### Region pointing data
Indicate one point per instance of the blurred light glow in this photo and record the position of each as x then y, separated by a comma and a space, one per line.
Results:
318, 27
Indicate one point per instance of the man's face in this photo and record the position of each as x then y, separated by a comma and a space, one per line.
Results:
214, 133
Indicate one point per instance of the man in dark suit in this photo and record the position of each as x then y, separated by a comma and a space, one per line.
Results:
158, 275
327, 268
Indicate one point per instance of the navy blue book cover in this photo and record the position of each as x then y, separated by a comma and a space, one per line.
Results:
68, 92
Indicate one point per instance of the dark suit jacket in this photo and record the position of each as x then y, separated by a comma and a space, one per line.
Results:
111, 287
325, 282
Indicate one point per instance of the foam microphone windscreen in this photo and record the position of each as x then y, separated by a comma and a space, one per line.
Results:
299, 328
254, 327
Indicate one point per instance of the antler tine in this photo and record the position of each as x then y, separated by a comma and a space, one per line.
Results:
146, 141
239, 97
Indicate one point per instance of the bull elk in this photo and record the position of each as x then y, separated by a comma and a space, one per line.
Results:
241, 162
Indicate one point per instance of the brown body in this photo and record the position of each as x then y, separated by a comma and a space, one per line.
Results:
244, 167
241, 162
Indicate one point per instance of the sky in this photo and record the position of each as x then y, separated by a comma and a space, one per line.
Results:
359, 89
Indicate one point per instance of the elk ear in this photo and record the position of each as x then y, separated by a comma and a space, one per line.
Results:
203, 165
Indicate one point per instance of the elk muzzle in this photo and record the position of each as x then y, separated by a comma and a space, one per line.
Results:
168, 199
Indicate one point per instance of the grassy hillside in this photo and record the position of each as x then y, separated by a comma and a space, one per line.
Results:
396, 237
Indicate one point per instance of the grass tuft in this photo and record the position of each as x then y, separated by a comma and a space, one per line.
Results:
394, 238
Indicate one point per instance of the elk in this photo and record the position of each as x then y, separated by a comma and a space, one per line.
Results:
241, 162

### Your goal
Give exactly, and nothing besides, the lines from the one in which "Indicate one point per instance of the elk in" occurs through the end of the records.

### Answer to this exercise
Indicate one point per instance of the elk in this photo and record the position of each as x then y, separated by a comma and a space, one per line.
Results:
241, 162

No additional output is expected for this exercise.